Émergence d’une pensée critique sur les mutations du capitalisme et la crise civilisationnelle
La remise en cause de la pensée unique, des patrons culturels, scientifiques et épistémologiques dominants, dans ce qui est analysé plus radicalement par certains secteurs comme une crise de civilisation et l’avènement d’une nouvelle phase du capitalisme, contribue aussi à ce renouvellement des visions du monde. Une fois libéré de sa confrontation avec d’autres modes d’accumulation après la Guerre Froide puis unifié par une nouvelle étape de globalisation économique, le capitalisme s’est en partie « dématérialisé » et a appris à contourner les formes traditionnelles de lutte pour la justice sociale organisées autour de l’État et des organisations de travailleurs. Les stratégies d’accumulation du capital ont évolué vers une plus grande intégration verticale des filières productives et ont tendu à s’organiser autour des entreprises transnationales, coordonnant des pans entiers de l’économie mondiale et articulées autour de réseaux productifs régionaux. Ces réseaux régionaux, participant au mouvement de multipolarisation du monde, ont incorporé une main d’œuvre de plus en plus qualifiée et davantage de facteurs technologiques facilement transférables mais encore largement sous-régulées.

Exercice proposé:
Indiquez si chaque affirmation concorde avec le texte sur les mutations du capitalisme. Répondez par oui ou par non, puis citez mot pour mot les termes qui tranchent.
(a) Après la Guerre froide, le capitalisme s’est en partie dématérialisé.
(b) Les réseaux régionaux ont intégré une main-d’œuvre de moins en moins qualifiée.
(c) Les stratégies d’accumulation du capital ont évolué vers une intégration horizontale des filières productives.

Items listés:
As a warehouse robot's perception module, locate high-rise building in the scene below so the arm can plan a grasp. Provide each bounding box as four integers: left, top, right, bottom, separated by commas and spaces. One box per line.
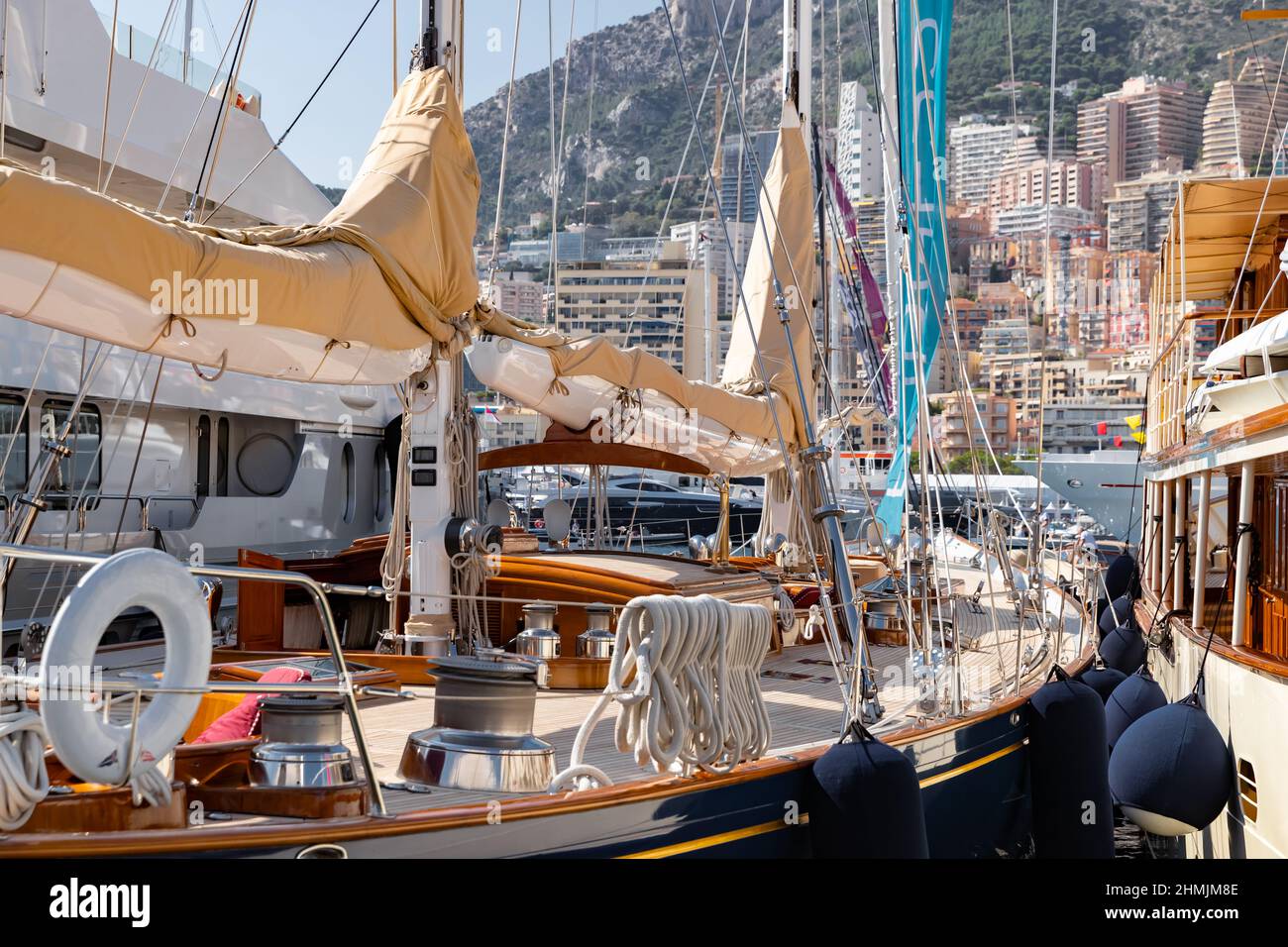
489, 270, 546, 322
853, 197, 886, 290
1105, 250, 1158, 349
555, 241, 715, 378
1199, 56, 1288, 176
993, 204, 1096, 242
836, 82, 885, 201
720, 132, 778, 224
947, 115, 1039, 204
1105, 168, 1179, 253
1046, 236, 1107, 349
1078, 76, 1203, 185
671, 219, 756, 317
988, 158, 1105, 220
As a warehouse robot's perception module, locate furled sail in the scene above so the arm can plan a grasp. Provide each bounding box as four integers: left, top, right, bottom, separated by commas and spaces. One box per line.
877, 0, 953, 539
720, 102, 815, 443
469, 106, 815, 476
0, 68, 480, 384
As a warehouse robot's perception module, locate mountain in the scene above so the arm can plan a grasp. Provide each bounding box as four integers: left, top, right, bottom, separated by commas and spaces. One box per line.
465, 0, 1256, 236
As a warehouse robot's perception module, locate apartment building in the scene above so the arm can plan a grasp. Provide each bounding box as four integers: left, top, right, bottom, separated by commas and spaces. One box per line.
555, 241, 716, 378
948, 115, 1040, 205
836, 82, 885, 201
488, 270, 546, 322
930, 391, 1017, 463
720, 130, 778, 224
1078, 74, 1203, 185
1199, 55, 1288, 177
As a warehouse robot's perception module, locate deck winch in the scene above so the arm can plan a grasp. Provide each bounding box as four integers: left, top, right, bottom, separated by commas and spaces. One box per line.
398, 652, 555, 792
514, 601, 563, 659
250, 694, 357, 788
577, 604, 617, 660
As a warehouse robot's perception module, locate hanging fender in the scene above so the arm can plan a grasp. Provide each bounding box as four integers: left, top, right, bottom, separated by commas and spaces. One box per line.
40, 549, 210, 786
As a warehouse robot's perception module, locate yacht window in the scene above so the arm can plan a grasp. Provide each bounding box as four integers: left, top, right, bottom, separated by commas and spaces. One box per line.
237, 430, 295, 496
0, 397, 27, 493
215, 417, 228, 496
197, 415, 210, 496
371, 443, 389, 522
340, 441, 358, 523
40, 399, 103, 493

Réponse:
(a) Oui : « le capitalisme s’est en partie « dématérialisé » »
(b) Non : « ont incorporé une main d’œuvre de plus en plus qualifiée »
(c) Non : « ont évolué vers une plus grande intégration verticale des filières productives »